TEXTO DEL EJERCICIO:
·····

Las conversaciones están pobladas de imágenes memorables que funcionan como rituales de iniciación, simples a la hora de talar prejuicios y dejar libre el camino para que definamos al poeta sencillamente como el que escribe en verso lo que se lo ocurre después de lo que hay. Todas las críticas al mundo de “la teoría” o de “los intelectuales” o de “lo cerebral”, no serían atendibles si no fuera porque tienen la voluntad de satirizar la crítica literaria cuando se transforma en una técnica. Lo despectivo está exagerado para poder exagerar en el mismo movimiento lo elemental de la literatura, lo accesible que puede ser. Es por eso que si a Cucurto le gusta el neobarroco no es tanto por la saturación del ornamento y el baile del sentido sino por la vida liberada vivida por los referentes de ese ritmo bien latino. Es que practica el eudemonismo desde Almagro, influenciado por la ciudad pero impermeable a la palidez, por eso sin ponerse colorado dice em el borde de la autoayuda: “Me gusta todo lo que le hace bien a mi vida”.
La literatura es entonces la radicalización y la constancia del invento. Es “seducción e inmadurez” que defiende como conceptos para ocultarse en la fantasía del mundo real y hacerse ver por contraste. Lo notable de su literatura es lo que predica en muchas de las respuestas: el riesgo inocente y divertido de escribir porque sí. Lo que escribe está frito (cocinado, no muerto) y esconde el misterio del origen en una sucesión de telares y olores que prefieren la creación para escapar de la representación. Hasta los errores son para Cucurto parte del argot de lo que hace. Escribe desde un no-realismo lleno de afectos y de experiencia. Todo esto condensado quizá sea lo que el titula como su estilo: el realismo atolondrado.
Está mejor en el libre albedrío, en el enchastre de ciudad. Eso se nota, por ejemplo, en la editorial Eloísa Cartonera, que fundó junto a Javier Barilaro para distribuir libros de gran valor a precio vil, ayudar a los cartoneros de la malaria de 2001 y de paso agregarle colores contingentes a las palabras. Vivir para leer y para los lectores. El lector es para Cucurto el rey de la sensibilidad y el escritor una especie de “alienado creativo”, bastante patético. En el medio está el personaje, la caricatura del escritor que bombea imágenes hacia adelante con la sola función de inventar lectores que no sepan qué hacer con lo que leen. En el poema “Lector de Enrique Lihn”, dedicado a otro de los poetas que honra porque tuvieron vidas cortas pero de una fuerza exhaustiva, dice: “soy un hombre que se las rebusca como puede/ que no sabe hacer nada más que leer/ pero lee con dificultades y juntando las letras”.
El que habla en este libro ya no sabemos quién es. Cuando el escritor se explica, los libros se reescriben. Pero si la propia historia literaria se estructura como un lenguaje excesivo, se vuelve a su vez literatura. Todo significado es también un exceso que, si se lee libremente, arma disparate. Es en este momento cuando entendemos por qué para Cucurto los libros sirven para combatir la soledad.

·····

CONSIGNA DE TRABAJO 1:
Según el texto sobre Cucurto, ¿con quién fundó él la editorial Eloísa Cartonera?
CONSIGNA DE TRABAJO 2:
Extrae sin cambios del texto sobre Cucurto todo lo que va desde “La literatura es” hasta “el realismo atolondrado.”.

[Descripciones de regiones en lenguaje natural]
·····

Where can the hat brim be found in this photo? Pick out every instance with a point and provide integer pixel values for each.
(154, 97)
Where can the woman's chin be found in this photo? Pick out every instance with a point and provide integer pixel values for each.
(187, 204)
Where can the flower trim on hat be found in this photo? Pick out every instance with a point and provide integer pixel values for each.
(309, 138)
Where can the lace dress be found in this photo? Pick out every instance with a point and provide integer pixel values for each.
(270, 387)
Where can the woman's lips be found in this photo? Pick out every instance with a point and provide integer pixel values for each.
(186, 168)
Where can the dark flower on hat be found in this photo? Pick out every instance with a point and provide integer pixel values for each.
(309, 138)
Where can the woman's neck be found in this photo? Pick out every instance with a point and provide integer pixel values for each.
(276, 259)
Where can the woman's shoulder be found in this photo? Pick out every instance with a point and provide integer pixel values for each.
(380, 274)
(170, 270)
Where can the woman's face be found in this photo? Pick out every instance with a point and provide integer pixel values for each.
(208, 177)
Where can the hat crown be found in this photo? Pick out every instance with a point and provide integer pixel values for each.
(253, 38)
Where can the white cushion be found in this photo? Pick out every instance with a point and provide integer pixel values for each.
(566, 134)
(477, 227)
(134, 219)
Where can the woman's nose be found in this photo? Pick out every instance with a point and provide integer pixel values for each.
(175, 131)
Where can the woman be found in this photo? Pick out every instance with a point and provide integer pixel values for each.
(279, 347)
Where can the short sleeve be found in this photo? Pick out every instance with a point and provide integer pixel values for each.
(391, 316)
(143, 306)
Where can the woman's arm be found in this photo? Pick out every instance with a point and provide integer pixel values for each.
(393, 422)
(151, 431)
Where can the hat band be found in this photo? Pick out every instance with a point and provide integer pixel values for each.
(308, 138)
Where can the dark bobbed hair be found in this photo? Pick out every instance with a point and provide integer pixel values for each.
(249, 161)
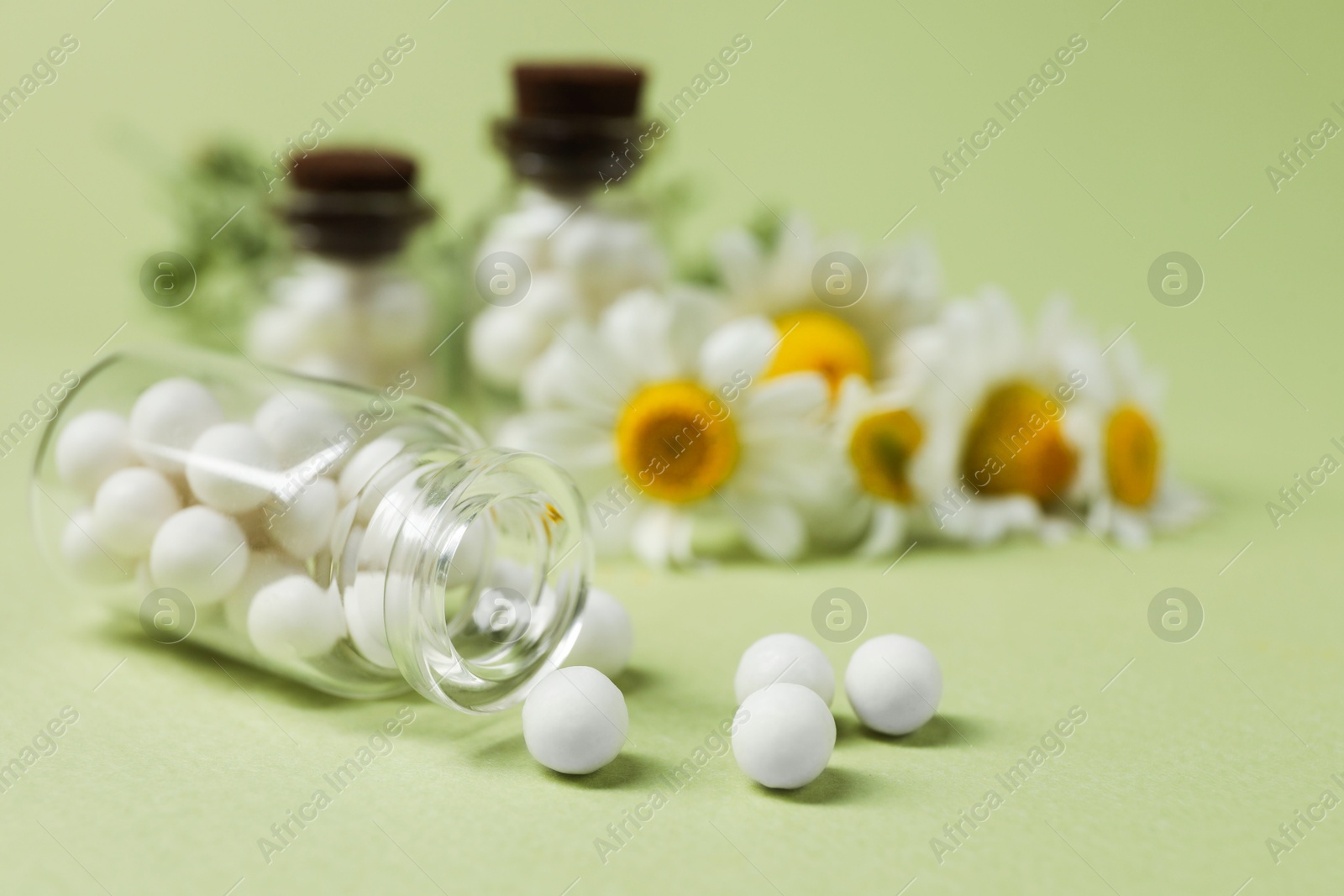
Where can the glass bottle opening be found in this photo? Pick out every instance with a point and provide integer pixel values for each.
(487, 573)
(355, 540)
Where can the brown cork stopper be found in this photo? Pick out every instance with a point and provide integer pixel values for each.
(354, 204)
(558, 89)
(575, 123)
(354, 170)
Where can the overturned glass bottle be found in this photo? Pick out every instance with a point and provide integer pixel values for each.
(360, 542)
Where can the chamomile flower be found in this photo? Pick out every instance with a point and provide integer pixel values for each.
(577, 261)
(844, 332)
(1122, 477)
(875, 436)
(669, 427)
(995, 406)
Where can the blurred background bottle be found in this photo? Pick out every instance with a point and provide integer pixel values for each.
(353, 309)
(570, 237)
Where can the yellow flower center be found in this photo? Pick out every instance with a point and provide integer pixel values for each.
(880, 449)
(823, 343)
(1016, 446)
(676, 441)
(1132, 454)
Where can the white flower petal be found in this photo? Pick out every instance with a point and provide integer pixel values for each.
(739, 349)
(773, 528)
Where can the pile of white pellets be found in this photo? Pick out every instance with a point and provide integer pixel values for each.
(181, 497)
(575, 720)
(176, 495)
(349, 322)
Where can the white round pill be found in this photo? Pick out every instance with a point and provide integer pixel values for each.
(275, 336)
(323, 309)
(167, 418)
(894, 684)
(304, 524)
(232, 468)
(201, 553)
(295, 617)
(605, 636)
(297, 425)
(92, 448)
(504, 340)
(366, 464)
(365, 617)
(129, 508)
(785, 736)
(575, 721)
(784, 658)
(85, 558)
(396, 317)
(264, 567)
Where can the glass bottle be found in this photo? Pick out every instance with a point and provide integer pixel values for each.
(358, 542)
(351, 309)
(571, 237)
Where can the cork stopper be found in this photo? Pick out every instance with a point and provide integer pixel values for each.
(558, 89)
(575, 125)
(354, 204)
(355, 170)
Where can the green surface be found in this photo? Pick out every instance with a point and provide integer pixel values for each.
(1156, 141)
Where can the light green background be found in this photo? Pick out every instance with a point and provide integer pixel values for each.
(1156, 141)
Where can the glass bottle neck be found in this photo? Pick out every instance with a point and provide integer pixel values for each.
(486, 575)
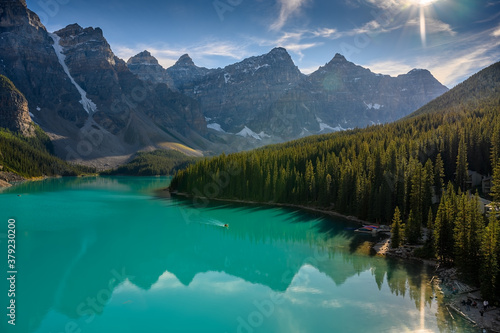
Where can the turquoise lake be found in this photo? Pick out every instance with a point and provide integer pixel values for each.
(107, 255)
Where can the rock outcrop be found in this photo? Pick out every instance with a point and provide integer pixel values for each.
(86, 98)
(269, 95)
(185, 72)
(14, 113)
(147, 68)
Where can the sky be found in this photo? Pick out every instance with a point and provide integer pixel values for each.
(452, 38)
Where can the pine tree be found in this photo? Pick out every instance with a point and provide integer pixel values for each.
(462, 173)
(439, 176)
(444, 225)
(397, 231)
(489, 258)
(413, 229)
(495, 189)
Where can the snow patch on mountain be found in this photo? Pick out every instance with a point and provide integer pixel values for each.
(323, 126)
(246, 132)
(216, 127)
(87, 104)
(375, 106)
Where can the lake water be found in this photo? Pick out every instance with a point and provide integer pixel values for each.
(106, 255)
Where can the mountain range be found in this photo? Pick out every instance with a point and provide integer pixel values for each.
(98, 109)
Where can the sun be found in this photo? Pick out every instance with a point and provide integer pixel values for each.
(424, 7)
(425, 2)
(422, 3)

·····

RESPUESTA ESCRITA 1:
Con Javier Barilaro.

RESPUESTA ESCRITA 2:
La literatura es entonces la radicalización y la constancia del invento. Es “seducción e inmadurez” que defiende como conceptos para ocultarse en la fantasía del mundo real y hacerse ver por contraste. Lo notable de su literatura es lo que predica en muchas de las respuestas: el riesgo inocente y divertido de escribir porque sí. Lo que escribe está frito (cocinado, no muerto) y esconde el misterio del origen en una sucesión de telares y olores que prefieren la creación para escapar de la representación. Hasta los errores son para Cucurto parte del argot de lo que hace. Escribe desde un no-realismo lleno de afectos y de experiencia. Todo esto condensado quizá sea lo que el titula como su estilo: el realismo atolondrado.